The tasks:
(a) From the thread on piano music, reproduce word for word everything from "The first Cage" down to "to the music.".
(b) In the thread on piano music, what does the Stockhausen piece open with?

Rautavaara's etudes and sonatas (especially the second piano sonata, "The Fire Sermon").


----------



## Sid James

If a guy who died in 1991 is recent enough for you, Turkish composer *Saygun* wrote some excellent piano music. He covered a wide range of the modern trends/styles, some of the _12 Preludes on Askak Rhythms_ remind me a bit of Ligeti, actually. I have enjoyed the disc below:










BTW, no-one has mentioned Cage's _Sonatas & Interludes for prepared piano_, which I have not as yet heard, but obviously they are significant items in the late c20th repertoire...


----------



## Guest

Mid-century, Andre (1946-48), not late. Significant, yes!

John Cage, _The Perilous Night_
John Cage, _Etudes Australes_
George Brecht, _Incidental Music_
Annea Lockwood, _Piano Burning_
LaMonte Young, _The Well Tuned Piano_
Tom Johnson, _An Hour for Piano_
Karlheinz Stockhausen, _Klavierstueck nr. 9_
Walter Marchetti, _Nei Mari Del Sud_
Walter Marchetti, _De Musicorum Infelicitate_
Ross Bolleter, _Secret Sandhills_
Hans Tutschku, _Zellen-Linien_

A few of the many things done to and with a piano.

The first Cage is for prepared piano, the second is for independent left and right hands.

The Brecht is from the _Water Music_ Fluxus box. I've performed this several times.

The Lockwood is just that, a piano set on fire.

The Young is a kind of correction, as it were, of the _Wohltemperierte Klavier._ A kind of going back to natural tuning rather than equal tuning.

The Johnson is an early minimal piece with a text to read while you're listening to the music.

The Stockhausen opens with 144 repetitions of a chord.

The first Marchetti is a computer randomisation of piano chords, far as I can tell. (Online descriptions of Marchetti as well as CD liner notes are frustratingly obscure (and sometimes just plain wrong).) The second is a long piano piece of several smaller bits that break off abruptly and start up again. I'm listening to it as I type.

Record extracts:
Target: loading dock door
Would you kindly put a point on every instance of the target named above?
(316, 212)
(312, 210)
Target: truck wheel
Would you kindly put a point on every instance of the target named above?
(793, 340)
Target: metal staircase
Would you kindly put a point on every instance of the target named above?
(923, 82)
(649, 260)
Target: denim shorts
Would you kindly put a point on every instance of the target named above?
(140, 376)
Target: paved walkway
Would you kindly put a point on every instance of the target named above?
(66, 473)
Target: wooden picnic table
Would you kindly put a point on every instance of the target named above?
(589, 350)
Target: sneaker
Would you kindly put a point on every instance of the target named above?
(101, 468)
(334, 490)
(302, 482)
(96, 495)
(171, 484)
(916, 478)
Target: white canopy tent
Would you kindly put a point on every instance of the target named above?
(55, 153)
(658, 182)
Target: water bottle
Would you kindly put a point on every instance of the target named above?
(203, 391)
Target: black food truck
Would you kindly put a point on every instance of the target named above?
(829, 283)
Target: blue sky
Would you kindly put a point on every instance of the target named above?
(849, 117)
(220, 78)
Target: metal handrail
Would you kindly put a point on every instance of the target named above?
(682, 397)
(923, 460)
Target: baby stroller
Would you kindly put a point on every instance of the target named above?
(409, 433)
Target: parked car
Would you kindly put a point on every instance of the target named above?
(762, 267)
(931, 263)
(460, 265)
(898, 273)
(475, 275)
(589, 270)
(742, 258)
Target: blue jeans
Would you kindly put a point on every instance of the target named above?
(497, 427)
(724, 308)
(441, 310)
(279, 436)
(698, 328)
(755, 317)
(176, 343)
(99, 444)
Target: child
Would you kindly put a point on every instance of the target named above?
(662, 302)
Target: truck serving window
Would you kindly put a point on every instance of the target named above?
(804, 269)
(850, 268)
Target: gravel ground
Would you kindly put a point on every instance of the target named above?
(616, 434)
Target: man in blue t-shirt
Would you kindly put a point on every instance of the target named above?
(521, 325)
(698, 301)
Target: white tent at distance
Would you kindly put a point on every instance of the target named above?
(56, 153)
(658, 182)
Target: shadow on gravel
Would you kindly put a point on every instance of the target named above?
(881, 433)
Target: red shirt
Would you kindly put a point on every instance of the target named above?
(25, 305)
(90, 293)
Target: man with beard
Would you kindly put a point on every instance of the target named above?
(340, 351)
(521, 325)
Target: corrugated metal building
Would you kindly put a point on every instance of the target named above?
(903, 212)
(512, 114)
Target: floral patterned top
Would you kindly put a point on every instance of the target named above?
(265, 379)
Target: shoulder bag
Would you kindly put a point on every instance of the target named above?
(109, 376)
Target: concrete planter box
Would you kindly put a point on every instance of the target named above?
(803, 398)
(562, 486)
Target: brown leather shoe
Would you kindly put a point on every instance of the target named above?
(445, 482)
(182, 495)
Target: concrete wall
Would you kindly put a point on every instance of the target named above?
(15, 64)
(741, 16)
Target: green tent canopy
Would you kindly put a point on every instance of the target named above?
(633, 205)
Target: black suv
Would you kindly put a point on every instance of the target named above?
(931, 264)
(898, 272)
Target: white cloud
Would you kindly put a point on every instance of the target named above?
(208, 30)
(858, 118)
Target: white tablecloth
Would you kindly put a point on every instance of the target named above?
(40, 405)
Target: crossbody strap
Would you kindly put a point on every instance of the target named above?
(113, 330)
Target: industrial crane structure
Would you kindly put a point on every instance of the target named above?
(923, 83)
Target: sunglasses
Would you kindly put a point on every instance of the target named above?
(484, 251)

List of solutions:
(a)
The first Cage is for prepared piano, the second is for independent left and right hands.

The Brecht is from the _Water Music_ Fluxus box. I've performed this several times.

The Lockwood is just that, a piano set on fire.

The Young is a kind of correction, as it were, of the _Wohltemperierte Klavier._ A kind of going back to natural tuning rather than equal tuning.

The Johnson is an early minimal piece with a text to read while you're listening to the music.

(b) It opens with 144 repetitions of a chord.